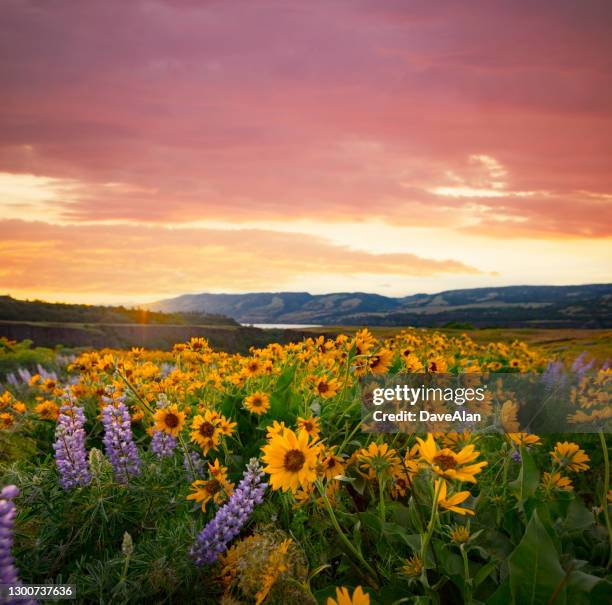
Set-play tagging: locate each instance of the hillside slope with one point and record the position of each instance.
(586, 306)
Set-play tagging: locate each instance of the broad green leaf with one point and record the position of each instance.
(534, 569)
(584, 589)
(528, 480)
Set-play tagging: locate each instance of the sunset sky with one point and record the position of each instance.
(153, 148)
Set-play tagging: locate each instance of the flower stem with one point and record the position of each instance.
(604, 501)
(467, 594)
(371, 577)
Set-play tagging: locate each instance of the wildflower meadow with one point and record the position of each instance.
(198, 476)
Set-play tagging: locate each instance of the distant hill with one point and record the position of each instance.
(12, 309)
(586, 306)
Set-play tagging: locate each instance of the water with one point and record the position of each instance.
(282, 326)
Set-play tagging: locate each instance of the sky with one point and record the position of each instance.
(153, 148)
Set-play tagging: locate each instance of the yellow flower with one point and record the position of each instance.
(343, 597)
(381, 362)
(205, 431)
(524, 439)
(570, 456)
(310, 425)
(460, 533)
(257, 403)
(325, 387)
(170, 420)
(447, 464)
(276, 565)
(47, 410)
(437, 365)
(413, 566)
(508, 417)
(6, 420)
(378, 459)
(291, 460)
(556, 480)
(330, 465)
(452, 502)
(276, 428)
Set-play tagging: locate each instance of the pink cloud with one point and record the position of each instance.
(333, 111)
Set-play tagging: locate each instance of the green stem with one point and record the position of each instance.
(604, 501)
(371, 577)
(381, 497)
(467, 595)
(188, 457)
(129, 384)
(430, 527)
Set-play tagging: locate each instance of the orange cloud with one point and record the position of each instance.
(137, 261)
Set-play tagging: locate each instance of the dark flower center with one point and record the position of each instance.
(213, 486)
(294, 460)
(172, 421)
(206, 429)
(445, 461)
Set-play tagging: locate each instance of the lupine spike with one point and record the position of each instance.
(69, 446)
(8, 572)
(119, 442)
(163, 444)
(231, 517)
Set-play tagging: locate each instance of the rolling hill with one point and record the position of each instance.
(584, 306)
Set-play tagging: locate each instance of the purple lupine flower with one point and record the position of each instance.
(195, 466)
(69, 446)
(163, 444)
(554, 377)
(231, 517)
(582, 364)
(8, 571)
(118, 441)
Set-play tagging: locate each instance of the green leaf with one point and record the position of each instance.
(528, 480)
(584, 589)
(534, 569)
(484, 572)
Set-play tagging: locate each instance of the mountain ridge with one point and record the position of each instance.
(577, 306)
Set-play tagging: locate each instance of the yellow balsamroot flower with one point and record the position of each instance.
(524, 439)
(508, 417)
(330, 465)
(47, 410)
(437, 365)
(205, 431)
(275, 566)
(413, 566)
(310, 425)
(291, 460)
(6, 420)
(170, 420)
(257, 403)
(6, 399)
(381, 362)
(460, 534)
(447, 463)
(570, 456)
(556, 481)
(378, 459)
(452, 502)
(217, 488)
(343, 597)
(276, 428)
(19, 407)
(325, 387)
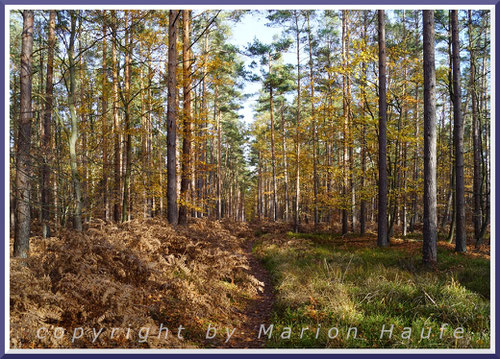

Exercise requirements: Please copy exactly, and only, the lines from the one that contains "Set-play tagging: locate each instance of the purple" through the last line of the data above, omitting all pictures.

Your solution:
Set-play tagging: locate each instance of the purple lupine flower with one point and record the position of each instance.
(195, 466)
(69, 446)
(163, 444)
(554, 377)
(231, 517)
(582, 364)
(8, 571)
(118, 441)
Set-play tagging: locate each instance of the green leaf with one point and record the position of each instance.
(528, 480)
(584, 589)
(534, 569)
(484, 572)
Set-play tagging: locate each instance of the mountain ridge with one point and record the position of each instance.
(577, 306)
Set-play tagging: locate each instance of the yellow balsamroot flower with one point and record the position of each instance.
(524, 439)
(508, 417)
(330, 465)
(47, 410)
(437, 365)
(205, 431)
(275, 566)
(413, 566)
(310, 425)
(291, 460)
(6, 420)
(170, 420)
(257, 403)
(6, 399)
(381, 362)
(460, 534)
(447, 463)
(570, 456)
(556, 481)
(378, 459)
(452, 502)
(217, 488)
(343, 597)
(276, 428)
(19, 407)
(325, 387)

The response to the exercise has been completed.